- Work request
Transcribe every line of the records verbatim.

──────── Information provided

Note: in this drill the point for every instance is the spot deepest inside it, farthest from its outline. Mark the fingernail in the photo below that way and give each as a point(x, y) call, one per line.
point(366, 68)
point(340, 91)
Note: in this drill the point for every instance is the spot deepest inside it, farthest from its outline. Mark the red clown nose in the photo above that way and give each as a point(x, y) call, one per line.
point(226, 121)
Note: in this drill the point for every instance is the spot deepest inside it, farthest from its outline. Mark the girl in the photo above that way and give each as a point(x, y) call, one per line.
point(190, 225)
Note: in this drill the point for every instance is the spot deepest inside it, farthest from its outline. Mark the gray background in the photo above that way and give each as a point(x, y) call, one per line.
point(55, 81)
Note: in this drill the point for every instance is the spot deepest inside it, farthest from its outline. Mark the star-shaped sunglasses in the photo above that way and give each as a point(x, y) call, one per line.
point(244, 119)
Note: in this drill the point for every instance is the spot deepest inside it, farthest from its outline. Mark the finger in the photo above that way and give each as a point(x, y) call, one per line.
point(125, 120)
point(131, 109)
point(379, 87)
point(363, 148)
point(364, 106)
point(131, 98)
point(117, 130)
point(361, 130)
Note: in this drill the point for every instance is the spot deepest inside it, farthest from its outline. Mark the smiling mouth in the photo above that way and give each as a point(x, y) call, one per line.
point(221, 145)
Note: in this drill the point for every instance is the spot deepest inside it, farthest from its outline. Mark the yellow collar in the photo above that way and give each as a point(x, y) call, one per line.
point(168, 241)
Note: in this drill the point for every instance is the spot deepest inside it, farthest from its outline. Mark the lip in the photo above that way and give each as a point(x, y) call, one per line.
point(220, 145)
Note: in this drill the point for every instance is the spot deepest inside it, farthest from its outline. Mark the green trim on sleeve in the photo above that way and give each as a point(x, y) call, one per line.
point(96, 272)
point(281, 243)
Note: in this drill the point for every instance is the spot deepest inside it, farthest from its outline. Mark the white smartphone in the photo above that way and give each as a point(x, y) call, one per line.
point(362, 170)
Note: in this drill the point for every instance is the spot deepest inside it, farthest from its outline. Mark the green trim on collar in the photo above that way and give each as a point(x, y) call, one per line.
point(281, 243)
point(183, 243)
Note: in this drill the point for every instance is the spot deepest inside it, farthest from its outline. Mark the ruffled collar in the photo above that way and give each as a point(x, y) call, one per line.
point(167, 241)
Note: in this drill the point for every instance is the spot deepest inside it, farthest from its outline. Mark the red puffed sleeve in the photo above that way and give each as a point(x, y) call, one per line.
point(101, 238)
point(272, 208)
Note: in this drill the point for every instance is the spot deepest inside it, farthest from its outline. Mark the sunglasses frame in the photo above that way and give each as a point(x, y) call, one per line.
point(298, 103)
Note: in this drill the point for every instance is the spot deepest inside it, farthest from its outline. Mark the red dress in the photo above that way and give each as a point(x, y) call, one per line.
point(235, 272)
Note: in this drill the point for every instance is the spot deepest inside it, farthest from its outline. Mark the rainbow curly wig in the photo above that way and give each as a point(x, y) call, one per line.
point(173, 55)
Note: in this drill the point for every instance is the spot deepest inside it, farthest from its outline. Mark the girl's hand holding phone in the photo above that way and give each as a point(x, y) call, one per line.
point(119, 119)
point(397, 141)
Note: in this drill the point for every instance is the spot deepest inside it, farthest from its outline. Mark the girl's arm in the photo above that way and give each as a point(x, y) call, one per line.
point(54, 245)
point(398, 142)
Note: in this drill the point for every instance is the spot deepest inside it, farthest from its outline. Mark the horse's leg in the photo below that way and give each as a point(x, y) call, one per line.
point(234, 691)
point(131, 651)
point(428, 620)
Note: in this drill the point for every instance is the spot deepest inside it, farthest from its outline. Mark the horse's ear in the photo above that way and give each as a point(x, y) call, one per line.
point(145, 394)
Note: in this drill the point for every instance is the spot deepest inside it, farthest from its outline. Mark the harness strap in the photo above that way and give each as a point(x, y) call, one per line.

────────────────

- Exercise answer
Note: in this drill the point for every instance is the spot deepest inside it, farthest from its outline. Mark the fingernail in the photo below that way and give each as a point(x, y) call, one per line.
point(366, 68)
point(340, 91)
Note: in this drill the point for every instance is the spot deepest inside it, farthest from its outline. Mark the red clown nose in the photo above that way and give each as a point(x, y) call, one per line.
point(226, 121)
Note: in this drill the point for every instance is the spot deepest inside it, farthest from its outline. Mark the girl in the photo above that way and give each as a point(x, y) call, one per line.
point(190, 225)
Note: in this drill the point for every instance is the spot deepest inside it, farthest from its outline. Mark the gray background in the photo above that way and give each as a point(x, y) call, one per line.
point(55, 81)
Note: in this drill the point for every instance is the spot deepest inside it, farthest from its outline. Mark the star-shaped sunglasses in the photo above that way and give each as a point(x, y) call, one per line.
point(244, 119)
Note: in this drill the point for every instance is the spot deepest inside it, farthest from its outline. Mark the finger in the photo above that way and give each as a point(x, y) call, one per line.
point(125, 120)
point(131, 109)
point(379, 87)
point(363, 148)
point(364, 106)
point(131, 98)
point(117, 130)
point(361, 130)
Note: in this drill the point for every instance is the spot deepest inside it, farthest from its outline. Mark the smiling mouth in the photo above that way and give each as a point(x, y) call, one per line.
point(221, 145)
Note: in this drill the point for every instance is the spot deepest inside it, farthest from its outline. Mark the yellow collar in the photo above that way and give each as a point(x, y) call, one per line.
point(168, 241)
Note: in this drill the point for every instance is the spot deepest inside it, farthest from its outline. Mark the lip in the photo above that way and give each as a point(x, y) call, one per line.
point(220, 145)
Note: in this drill the point for every instance is the spot deepest inside it, farthest from its outline. Mark the green trim on sleeve in the photo above that way and give each as a point(x, y) call, one per line.
point(96, 272)
point(281, 243)
Note: in this drill the point for every instance is the spot deepest inside it, farthest from its outline. Mark the white smartphone in the photo above that way and give each as a point(x, y) call, one per line.
point(362, 170)
Note: in this drill the point for every instance is the spot deepest inside it, farthest from its outline. Mark the green trim on collar in the photo above that way and give each as a point(x, y) call, one per line.
point(281, 243)
point(183, 243)
Note: in this drill the point for every instance is the spot deepest inside it, farthest from its outline. Mark the ruffled collar in the photo above that way and give each as a point(x, y) call, one per line.
point(167, 241)
Note: in this drill the point for every instance is the spot deepest inside it, farthest from its outline. Mark the red puffed sleeve in the photo above that way and give each as a point(x, y) call, one per line.
point(101, 238)
point(272, 208)
Note: in this drill the point for every instance is the spot deepest inside it, farthest from its outline. Mark the sunglasses frame in the photo above that way and give each as a point(x, y) call, one per line.
point(298, 103)
Note: in this drill the point for every instance is the spot deepest inside it, farthest from its outline. Mark the red dress in the photo above that way and give each as a point(x, y) call, one per line.
point(235, 272)
Note: in this drill the point for every instance is the spot deepest inside it, farthest from its outline. Mark the rainbow curly wig in the photo above that way and give each as a point(x, y) call, one per line.
point(173, 55)
Note: in this drill the point for every instance is the spot deepest inside it, farthest from its outline. Mark the girl's hand holding phone in the photo above that way and give each as a point(x, y) call, one per line.
point(119, 119)
point(397, 141)
Note: in this drill the point for every instance is the spot deepest inside it, farthest from its outline. Mark the girl's arm in the photo above that way and give each as a point(x, y) call, one per line.
point(54, 245)
point(398, 142)
Note: in this drill the point for every instance is the spot deepest inside it, farthest from its outline. Mark the horse's leg in the photo below that way and give each as a point(x, y) call, one per line.
point(234, 691)
point(131, 651)
point(428, 620)
Note: in this drill the point for every instance is the spot deepest inside it, farthest from its outline. Mark the horse's ear in the photo above that way and give each as a point(x, y) call, one per line.
point(145, 394)
Note: in this drill the point for every instance is the spot deepest inside it, farthest from its outline. Mark the harness strap in the photo above that way and give each as a point(x, y) call, one per line.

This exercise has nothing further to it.